Republikaner könnten die Zahlungsfähigkeit der US-Regierung blockieren

Washington. Kein Anschluss unter dieser Nummer: Die Patienten-Hotline des Nationalen Gesundheitsinstituts (NIH) der Vereinigten Staaten blieb stumm. Pro Tag blieben bis zu 30 000 Visa-Anträge von Ausländern liegen, die einen Besuch der USA geplant hatten und insgesamt 200 000 beantragte Reisepässe von US-Bürgern, die ins Ausland reisen wollten. Polizeirekruten und mindestens 400 künftige Grenzbeamte bekamen die Nachricht, ihre Anstellung verzögere sich "auf unbestimmte Zeit". In 368 Nationalparks blieben die Ranger zu Hause. In Washington DC waren der Zoo und die Museen der Mall geschlossen.

Das waren einige der Auswirkungen des "Government-Shutdown", der Regierungsschließung zur Jahreswende 1995/96. Der Stillstand dauerte vom 14. bis 19. November und noch einmal vom 16. Dezember bis zum 6. Januar 1996. Weil auch aktuell Kongress und Weißes Haus über den Haushalt streiten, drohte eine erneute Zwangsbeurlaubung von diesmal rund 800 000 Regierungsangestellten. Nur als unverzichtbar definierte Beamte müssten weiterarbeiten, um die Funktionsfähigkeit des Staates aufrechtzuerhalten. Auch das Militär bliebe aktiv. Um Mitternacht Ortszeit (Sonnabend 6 Uhr, MESZ) lief die Frist für einen Kompromiss aus.

Präsident Barack Obama, John Boehner, republikanischer Mehrheitsführer im Repräsentantenhaus, und Harry Reid, Sprecher der den Senat dominierenden Demokraten, hatten bis in den späten Abend verhandelt. Es geht um ein gigantisches Haushaltsdefizit und um Milliardenkürzungen. Aber auch um die Demonstration politischer Macht und nicht zuletzt um ideologische Verhärtungen. Der aktuelle Etat ist um 1,3 Billionen Dollar (900 Milliarden Euro) unterfinanziert. Das sind 8,4 Prozent des Bruttoinlandsprodukts. 1995, in der Amtszeit von Bill Clinton, lag das Defizit bei vergleichsweise harmlosen 164 Milliarden Dollar, damals 2,2 Prozent des Bruttoinlandsprodukts.

§ Die Aufgabe
Schreibe den Abschnitt des Textes zum US-Haushaltsstreit, beginnend bei "Washington. Kein Anschluss" und endend bei "der Mall geschlossen.", noch einmal ab und ändere dabei "Nationalparks" in "Naturparks". Die Datensätze stehen in keinem Zusammenhang mit dem Text.

§ Erfasste Datensätze
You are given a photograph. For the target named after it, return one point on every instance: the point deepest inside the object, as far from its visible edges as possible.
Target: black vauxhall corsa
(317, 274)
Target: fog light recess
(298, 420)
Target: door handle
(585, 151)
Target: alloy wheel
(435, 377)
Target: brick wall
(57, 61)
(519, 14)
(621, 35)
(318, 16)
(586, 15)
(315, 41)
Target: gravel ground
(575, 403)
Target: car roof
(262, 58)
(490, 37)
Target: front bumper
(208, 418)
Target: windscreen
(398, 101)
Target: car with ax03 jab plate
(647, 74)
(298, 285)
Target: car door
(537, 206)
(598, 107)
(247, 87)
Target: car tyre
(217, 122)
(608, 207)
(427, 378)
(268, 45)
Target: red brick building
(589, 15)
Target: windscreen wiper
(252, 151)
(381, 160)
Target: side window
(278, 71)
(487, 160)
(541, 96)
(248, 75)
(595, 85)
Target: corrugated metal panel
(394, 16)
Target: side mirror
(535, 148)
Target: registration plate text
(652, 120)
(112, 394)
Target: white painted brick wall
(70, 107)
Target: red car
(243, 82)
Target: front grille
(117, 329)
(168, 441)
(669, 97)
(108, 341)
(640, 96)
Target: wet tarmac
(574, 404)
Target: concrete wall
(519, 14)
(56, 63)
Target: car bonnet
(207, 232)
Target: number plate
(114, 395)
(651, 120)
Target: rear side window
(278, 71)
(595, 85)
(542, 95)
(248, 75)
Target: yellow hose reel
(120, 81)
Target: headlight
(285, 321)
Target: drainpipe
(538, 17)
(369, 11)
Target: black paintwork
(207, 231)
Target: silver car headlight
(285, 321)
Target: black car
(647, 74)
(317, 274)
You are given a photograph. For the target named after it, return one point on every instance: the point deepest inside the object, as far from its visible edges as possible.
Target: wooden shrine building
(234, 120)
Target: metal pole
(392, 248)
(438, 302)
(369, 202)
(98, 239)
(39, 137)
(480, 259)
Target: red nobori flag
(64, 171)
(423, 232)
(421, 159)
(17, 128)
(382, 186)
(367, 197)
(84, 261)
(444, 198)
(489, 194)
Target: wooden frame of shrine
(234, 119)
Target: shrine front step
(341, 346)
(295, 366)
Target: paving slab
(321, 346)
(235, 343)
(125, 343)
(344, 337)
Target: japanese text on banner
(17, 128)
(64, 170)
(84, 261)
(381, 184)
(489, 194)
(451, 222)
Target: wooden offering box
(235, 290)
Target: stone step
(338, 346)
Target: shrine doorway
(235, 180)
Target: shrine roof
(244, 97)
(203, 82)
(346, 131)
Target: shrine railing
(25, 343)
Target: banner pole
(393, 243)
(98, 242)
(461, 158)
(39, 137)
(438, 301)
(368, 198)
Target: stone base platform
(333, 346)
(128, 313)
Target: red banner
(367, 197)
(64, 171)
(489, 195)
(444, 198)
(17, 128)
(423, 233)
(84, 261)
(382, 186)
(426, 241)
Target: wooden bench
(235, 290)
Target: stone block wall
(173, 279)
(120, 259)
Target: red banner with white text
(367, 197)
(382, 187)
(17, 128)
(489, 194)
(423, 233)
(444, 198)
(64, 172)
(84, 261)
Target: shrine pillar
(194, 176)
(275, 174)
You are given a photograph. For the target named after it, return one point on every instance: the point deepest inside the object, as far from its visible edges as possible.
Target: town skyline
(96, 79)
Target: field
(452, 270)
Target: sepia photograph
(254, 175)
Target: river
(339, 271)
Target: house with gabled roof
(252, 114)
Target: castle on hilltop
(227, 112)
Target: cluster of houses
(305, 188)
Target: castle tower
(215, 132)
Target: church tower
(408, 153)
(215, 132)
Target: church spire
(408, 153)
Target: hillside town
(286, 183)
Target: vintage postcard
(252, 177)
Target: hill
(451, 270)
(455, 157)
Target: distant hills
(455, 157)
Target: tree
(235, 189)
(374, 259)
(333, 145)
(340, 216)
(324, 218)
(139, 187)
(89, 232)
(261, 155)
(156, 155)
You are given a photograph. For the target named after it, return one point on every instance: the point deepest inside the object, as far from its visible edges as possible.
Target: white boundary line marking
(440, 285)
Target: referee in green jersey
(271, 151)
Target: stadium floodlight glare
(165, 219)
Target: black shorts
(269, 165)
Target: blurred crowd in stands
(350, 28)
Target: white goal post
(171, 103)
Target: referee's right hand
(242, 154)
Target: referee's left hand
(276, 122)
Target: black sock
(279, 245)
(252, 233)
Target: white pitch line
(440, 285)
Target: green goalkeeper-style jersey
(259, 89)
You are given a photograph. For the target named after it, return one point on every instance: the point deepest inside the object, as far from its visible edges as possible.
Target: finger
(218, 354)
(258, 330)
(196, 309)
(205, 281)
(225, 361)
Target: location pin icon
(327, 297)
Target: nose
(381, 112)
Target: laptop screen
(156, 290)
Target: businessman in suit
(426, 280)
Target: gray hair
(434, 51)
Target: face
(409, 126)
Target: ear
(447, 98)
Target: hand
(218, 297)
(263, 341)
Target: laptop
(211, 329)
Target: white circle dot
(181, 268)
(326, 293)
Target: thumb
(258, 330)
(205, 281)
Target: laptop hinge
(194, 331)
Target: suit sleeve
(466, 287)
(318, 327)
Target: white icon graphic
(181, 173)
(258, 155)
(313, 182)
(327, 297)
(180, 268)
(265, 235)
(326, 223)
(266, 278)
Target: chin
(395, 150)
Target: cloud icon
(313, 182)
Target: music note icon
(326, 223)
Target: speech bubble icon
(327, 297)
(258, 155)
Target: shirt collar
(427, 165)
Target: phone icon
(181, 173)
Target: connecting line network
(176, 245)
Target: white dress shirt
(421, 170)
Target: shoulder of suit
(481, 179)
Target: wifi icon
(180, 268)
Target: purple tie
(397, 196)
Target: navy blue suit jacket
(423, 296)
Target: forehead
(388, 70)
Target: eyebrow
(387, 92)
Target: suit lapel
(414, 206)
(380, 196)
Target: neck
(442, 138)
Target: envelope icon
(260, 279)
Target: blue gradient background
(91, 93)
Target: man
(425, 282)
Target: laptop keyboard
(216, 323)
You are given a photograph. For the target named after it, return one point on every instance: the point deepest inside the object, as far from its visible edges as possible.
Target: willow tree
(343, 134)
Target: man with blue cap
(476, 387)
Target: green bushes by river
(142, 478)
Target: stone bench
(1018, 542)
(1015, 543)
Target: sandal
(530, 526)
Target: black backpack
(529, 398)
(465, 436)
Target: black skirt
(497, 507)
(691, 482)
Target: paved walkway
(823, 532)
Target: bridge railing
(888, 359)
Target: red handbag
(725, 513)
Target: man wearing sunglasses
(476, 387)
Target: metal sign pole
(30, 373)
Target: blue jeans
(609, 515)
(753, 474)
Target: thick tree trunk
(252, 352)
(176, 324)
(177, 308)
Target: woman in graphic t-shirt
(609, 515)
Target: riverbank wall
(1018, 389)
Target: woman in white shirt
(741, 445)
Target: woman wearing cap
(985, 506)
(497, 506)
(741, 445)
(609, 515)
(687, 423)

§ Lösung
Washington. Kein Anschluss unter dieser Nummer: Die Patienten-Hotline des Nationalen Gesundheitsinstituts (NIH) der Vereinigten Staaten blieb stumm. Pro Tag blieben bis zu 30 000 Visa-Anträge von Ausländern liegen, die einen Besuch der USA geplant hatten und insgesamt 200 000 beantragte Reisepässe von US-Bürgern, die ins Ausland reisen wollten. Polizeirekruten und mindestens 400 künftige Grenzbeamte bekamen die Nachricht, ihre Anstellung verzögere sich "auf unbestimmte Zeit". In 368 Naturparks blieben die Ranger zu Hause. In Washington DC waren der Zoo und die Museen der Mall geschlossen.